Le discrédit demeure et vient aujourd'hui frapper directement la Cour de cassation, l’une des plus hautes institutions judiciaires de ce pays. Patrick Ouart, conseiller justice à l’Élysée de Nicolas Sarkozy (il pantoufle aujourd'hui au groupe LVMH de Bernard Arnault), avait sous contrôle Philippe Courroye, procureur de Nanterre. Thierry Herzog, avocat du même Sarkozy, est lui l’officier traitant du premier avocat général à la Cour de cassation, Gilbert Azibert, qui lui-même entretient contacts et pressions auprès de trois autres conseillers. Azibert qui fut nommé ministre-bis de la justice, sous Rachida Dati, sur l’amicale recommandation de Patrick Ouart, entre autres, et qui vise une aimable reconversion dorée à Monaco grâce au soutien de l'ex-chef de l'État...
◇ ◇ ◇ ◇ ◇ ◇ ◇
*À COMPLÉTER*.
A) Recopiez, dans l'extrait sur la Cour de cassation, tout le passage qui va de « Le discrédit demeure » jusqu'à « l'ex-chef de l'État... ».
B) D'après l'extrait sur la Cour de cassation, quelle fonction Gilbert Azibert occupe-t-il ?
C) Écrivez la suite de l'extrait sur la Cour de cassation, à partir de l'endroit où il s'arrête.
Les lignes placées après ce texte ne sont pas nécessaires.

*DONNÉES AFFICHÉES*.
◇ ◇ ◇ ◇ ◇ ◇ ◇
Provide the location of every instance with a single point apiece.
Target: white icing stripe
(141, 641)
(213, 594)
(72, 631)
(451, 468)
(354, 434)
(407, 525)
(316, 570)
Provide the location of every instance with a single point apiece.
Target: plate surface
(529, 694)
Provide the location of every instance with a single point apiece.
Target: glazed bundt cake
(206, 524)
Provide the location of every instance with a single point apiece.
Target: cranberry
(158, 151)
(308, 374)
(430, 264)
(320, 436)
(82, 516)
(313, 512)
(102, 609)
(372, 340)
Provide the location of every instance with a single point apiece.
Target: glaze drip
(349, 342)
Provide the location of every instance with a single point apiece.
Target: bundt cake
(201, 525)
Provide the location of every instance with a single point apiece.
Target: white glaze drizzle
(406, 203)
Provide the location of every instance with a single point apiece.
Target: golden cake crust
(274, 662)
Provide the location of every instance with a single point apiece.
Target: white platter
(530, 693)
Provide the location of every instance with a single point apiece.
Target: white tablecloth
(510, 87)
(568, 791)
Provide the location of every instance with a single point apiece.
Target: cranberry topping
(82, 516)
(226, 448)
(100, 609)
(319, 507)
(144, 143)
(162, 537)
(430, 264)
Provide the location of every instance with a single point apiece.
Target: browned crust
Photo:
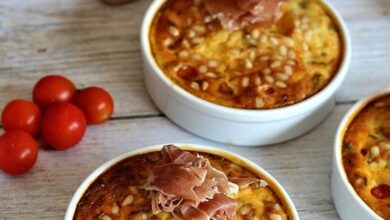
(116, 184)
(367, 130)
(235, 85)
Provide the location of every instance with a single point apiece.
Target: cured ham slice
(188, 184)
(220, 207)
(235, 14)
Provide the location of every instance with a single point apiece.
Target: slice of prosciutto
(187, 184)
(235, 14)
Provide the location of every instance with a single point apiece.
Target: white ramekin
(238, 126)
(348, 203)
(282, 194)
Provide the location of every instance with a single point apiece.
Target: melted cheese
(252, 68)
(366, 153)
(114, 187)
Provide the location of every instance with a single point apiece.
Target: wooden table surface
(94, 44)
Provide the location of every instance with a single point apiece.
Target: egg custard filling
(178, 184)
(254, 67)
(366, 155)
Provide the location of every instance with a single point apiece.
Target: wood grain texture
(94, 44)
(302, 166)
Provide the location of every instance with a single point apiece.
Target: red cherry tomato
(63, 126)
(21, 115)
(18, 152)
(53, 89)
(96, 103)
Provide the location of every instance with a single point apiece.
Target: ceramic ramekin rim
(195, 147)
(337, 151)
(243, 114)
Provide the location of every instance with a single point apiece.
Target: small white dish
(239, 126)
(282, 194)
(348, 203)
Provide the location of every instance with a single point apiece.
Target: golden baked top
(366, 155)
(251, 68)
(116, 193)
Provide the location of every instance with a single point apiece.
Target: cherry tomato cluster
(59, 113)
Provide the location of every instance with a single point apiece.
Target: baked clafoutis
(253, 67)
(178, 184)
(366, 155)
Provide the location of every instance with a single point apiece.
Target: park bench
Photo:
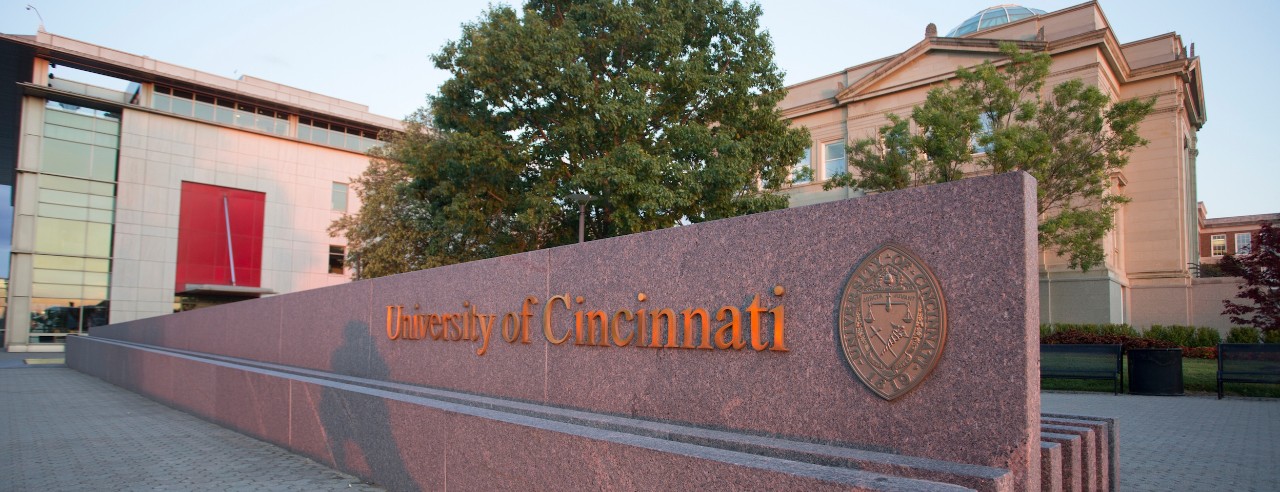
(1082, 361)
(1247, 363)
◇ ◇ ◇ ◇ ◇ ◇ ◇
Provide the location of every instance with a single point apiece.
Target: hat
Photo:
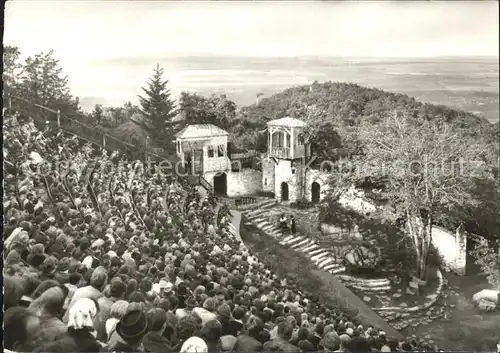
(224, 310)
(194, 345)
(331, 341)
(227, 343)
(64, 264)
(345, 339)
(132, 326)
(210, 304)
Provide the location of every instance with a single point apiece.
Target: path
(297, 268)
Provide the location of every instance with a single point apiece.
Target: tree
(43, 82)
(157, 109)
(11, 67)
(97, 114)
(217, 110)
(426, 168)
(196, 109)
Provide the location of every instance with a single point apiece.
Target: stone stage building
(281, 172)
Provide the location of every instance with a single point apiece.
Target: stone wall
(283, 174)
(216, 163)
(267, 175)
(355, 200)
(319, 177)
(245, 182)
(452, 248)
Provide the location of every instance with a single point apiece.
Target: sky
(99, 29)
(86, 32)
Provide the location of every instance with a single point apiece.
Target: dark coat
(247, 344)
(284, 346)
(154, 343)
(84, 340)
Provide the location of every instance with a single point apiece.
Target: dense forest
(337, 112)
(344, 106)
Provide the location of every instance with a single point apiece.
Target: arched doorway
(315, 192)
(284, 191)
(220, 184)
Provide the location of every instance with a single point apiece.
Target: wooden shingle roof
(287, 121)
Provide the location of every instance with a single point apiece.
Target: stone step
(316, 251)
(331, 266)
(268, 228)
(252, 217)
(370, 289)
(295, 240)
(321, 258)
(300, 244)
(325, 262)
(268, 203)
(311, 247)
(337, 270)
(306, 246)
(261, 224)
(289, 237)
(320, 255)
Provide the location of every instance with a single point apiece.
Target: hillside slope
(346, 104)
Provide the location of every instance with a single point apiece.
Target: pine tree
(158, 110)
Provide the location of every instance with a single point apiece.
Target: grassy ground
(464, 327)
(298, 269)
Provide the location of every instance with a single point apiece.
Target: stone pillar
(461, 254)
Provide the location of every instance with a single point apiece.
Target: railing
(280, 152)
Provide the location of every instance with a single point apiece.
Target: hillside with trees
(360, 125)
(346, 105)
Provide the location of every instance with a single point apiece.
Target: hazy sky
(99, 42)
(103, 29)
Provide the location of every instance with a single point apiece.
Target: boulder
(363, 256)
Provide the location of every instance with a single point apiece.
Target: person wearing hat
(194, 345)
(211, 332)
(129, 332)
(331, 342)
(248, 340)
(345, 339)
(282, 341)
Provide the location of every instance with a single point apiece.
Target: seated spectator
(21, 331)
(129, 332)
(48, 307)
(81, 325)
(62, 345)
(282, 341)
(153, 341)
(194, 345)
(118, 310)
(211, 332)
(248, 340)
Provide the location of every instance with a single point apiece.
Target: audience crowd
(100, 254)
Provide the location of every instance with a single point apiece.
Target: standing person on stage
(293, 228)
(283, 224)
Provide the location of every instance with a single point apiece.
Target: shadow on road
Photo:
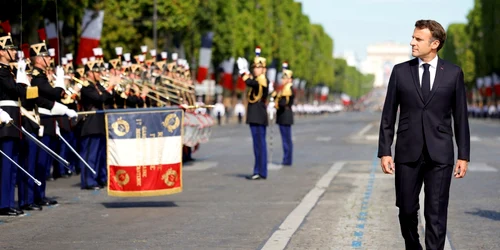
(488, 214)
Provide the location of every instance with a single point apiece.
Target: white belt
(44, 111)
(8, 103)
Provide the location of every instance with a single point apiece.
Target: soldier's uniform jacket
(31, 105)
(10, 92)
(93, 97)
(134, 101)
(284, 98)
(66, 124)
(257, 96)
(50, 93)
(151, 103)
◇ ◇ ◇ ◇ ◇ ◇ ◇
*RÉPONSES PAR CONSIGNE*.
A)
Le discrédit demeure et vient aujourd'hui frapper directement la Cour de cassation, l’une des plus hautes institutions judiciaires de ce pays. Patrick Ouart, conseiller justice à l’Élysée de Nicolas Sarkozy (il pantoufle aujourd'hui au groupe LVMH de Bernard Arnault), avait sous contrôle Philippe Courroye, procureur de Nanterre. Thierry Herzog, avocat du même Sarkozy, est lui l’officier traitant du premier avocat général à la Cour de cassation, Gilbert Azibert, qui lui-même entretient contacts et pressions auprès de trois autres conseillers. Azibert qui fut nommé ministre-bis de la justice, sous Rachida Dati, sur l’amicale recommandation de Patrick Ouart, entre autres, et qui vise une aimable reconversion dorée à Monaco grâce au soutien de l'ex-chef de l'État...

B) Il est premier avocat général à la Cour de cassation.

C)
L'indépendance du parquet, la limitation de ses prérogatives au bénéfice de juges d'instruction travaillant collégialement, la réforme du Conseil supérieur de la magistrature (CSM) et des procédures de nomination sont désormais des impératifs. Les affaires Sarkozy (une demi-douzaine de procédures le visant lui ou ses proches) l’illustrent quotidiennement.
Mais il est un autre chantier à mettre en œuvre qui est de renverser cet « État profond » méticuleusement construit par la droite de 1995 à 2012. Car là encore, outre ses relais au sein de la justice – comme il a construit de puissants leviers chez les avocats et dans le monde des affaires –, Nicolas Sarkozy nous dévoile bien involontairement qu'il contrôle encore une partie de l’appareil policier. Pendant près de vingt ans, son fidèle Claude Guéant a, depuis le ministère de l'intérieur ou le secrétariat général de l'Élysée, soigneusement modelé l’appareil policier et de renseignement.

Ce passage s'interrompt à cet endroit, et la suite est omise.